____ DATA SECTION

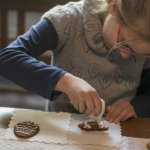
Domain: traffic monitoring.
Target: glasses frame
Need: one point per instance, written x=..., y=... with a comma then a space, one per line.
x=128, y=50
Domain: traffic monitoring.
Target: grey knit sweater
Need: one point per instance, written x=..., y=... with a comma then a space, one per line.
x=81, y=52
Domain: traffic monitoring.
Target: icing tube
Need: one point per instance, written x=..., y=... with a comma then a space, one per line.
x=97, y=119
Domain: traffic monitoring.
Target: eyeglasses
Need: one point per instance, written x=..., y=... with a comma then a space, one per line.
x=124, y=48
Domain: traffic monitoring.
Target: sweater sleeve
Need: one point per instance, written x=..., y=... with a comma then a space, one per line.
x=18, y=61
x=141, y=101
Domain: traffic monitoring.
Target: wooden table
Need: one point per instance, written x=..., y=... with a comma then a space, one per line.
x=134, y=127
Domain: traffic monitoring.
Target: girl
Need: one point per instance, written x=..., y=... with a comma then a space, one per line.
x=100, y=49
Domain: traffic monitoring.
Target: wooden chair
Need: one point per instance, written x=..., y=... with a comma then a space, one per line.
x=22, y=6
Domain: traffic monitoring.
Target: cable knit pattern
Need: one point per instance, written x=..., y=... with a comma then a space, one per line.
x=81, y=52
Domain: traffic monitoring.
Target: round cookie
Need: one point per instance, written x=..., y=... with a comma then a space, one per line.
x=92, y=126
x=26, y=129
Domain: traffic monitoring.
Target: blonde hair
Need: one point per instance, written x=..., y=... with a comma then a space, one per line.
x=133, y=13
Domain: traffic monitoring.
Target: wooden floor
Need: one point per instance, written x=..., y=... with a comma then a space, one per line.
x=22, y=100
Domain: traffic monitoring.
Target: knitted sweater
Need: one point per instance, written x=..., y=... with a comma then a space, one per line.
x=81, y=52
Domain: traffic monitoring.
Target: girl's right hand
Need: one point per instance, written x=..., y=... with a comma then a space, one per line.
x=81, y=94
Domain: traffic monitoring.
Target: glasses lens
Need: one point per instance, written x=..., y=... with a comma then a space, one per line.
x=125, y=49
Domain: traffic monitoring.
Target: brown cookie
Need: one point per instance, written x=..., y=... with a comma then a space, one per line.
x=148, y=146
x=92, y=126
x=26, y=129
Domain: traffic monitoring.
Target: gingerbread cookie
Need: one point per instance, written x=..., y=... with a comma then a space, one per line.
x=92, y=126
x=26, y=129
x=148, y=146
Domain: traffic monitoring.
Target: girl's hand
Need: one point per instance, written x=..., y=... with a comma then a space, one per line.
x=121, y=110
x=81, y=94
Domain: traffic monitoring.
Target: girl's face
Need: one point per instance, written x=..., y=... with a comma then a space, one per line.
x=110, y=31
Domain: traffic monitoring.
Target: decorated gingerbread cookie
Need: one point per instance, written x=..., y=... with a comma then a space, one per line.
x=93, y=126
x=26, y=129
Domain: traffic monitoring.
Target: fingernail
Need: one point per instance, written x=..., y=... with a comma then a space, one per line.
x=116, y=121
x=111, y=119
x=107, y=117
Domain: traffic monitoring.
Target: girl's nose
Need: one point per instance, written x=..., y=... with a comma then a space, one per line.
x=125, y=55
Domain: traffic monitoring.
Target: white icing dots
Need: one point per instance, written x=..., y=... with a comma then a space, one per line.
x=102, y=124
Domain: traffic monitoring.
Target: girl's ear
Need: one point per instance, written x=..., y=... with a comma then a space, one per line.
x=112, y=7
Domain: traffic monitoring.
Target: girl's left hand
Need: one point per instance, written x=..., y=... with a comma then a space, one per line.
x=121, y=110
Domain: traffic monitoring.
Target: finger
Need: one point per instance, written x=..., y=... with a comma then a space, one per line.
x=129, y=115
x=75, y=104
x=123, y=108
x=90, y=106
x=125, y=111
x=108, y=108
x=107, y=115
x=82, y=106
x=97, y=103
x=113, y=108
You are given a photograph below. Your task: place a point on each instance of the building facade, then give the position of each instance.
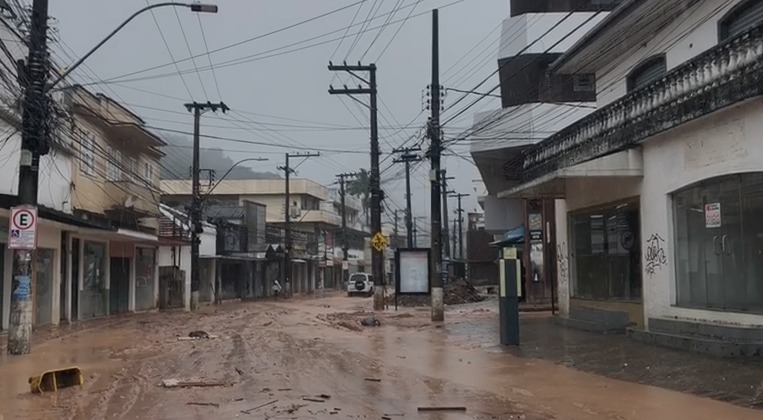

________

§ **TASK DESCRIPTION**: Copy out the records word for word, from their first line through the line containing "x=133, y=13", including both ends. Leave the pictures out of your copy.

§ **OUTPUT FOR THIS EXERCISE**:
Domain: traffic monitoring.
Target: glasses frame
Need: one point per instance, written x=..., y=... with a comma then a space, one per line.
x=128, y=50
Domain: traffic monitoring.
Target: grey knit sweater
Need: one point per instance, written x=..., y=... with a comma then a space, one per line.
x=81, y=52
Domain: traffic monitoring.
Target: icing tube
Need: one point per instance, written x=..., y=... with a comma then a space, one per line.
x=97, y=119
Domain: traffic monitoring.
Target: eyeglasses
Need: one point per instance, written x=..., y=... with a comma then a space, one per line.
x=124, y=48
Domain: traffic monitoring.
Target: sweater sleeve
Need: one point per instance, written x=..., y=... with a comma then a space, one per line.
x=18, y=61
x=141, y=101
Domain: traffic monitoring.
Target: wooden table
Need: one point per instance, written x=..., y=... with a comma then a space, one per line.
x=134, y=127
Domain: traffic monitoring.
Target: girl
Need: one point per instance, written x=..., y=... with a comma then a space, one per line.
x=100, y=49
Domain: traffic monitoring.
Target: wooden chair
Need: one point per instance, written x=..., y=... with a comma then a space, one per line.
x=22, y=6
Domain: traffic monitoring.
Target: cable knit pattern
Need: one point per instance, written x=..., y=... with a comma then a space, one per line.
x=81, y=52
Domain: traffic monitoring.
Target: round cookie
Need: one point per instance, written x=..., y=... with a comma then a space, one per line.
x=92, y=126
x=26, y=129
Domain: traffic monitoring.
Target: blonde hair
Need: one point per instance, written x=..., y=... with a comma then a space, one per line.
x=133, y=13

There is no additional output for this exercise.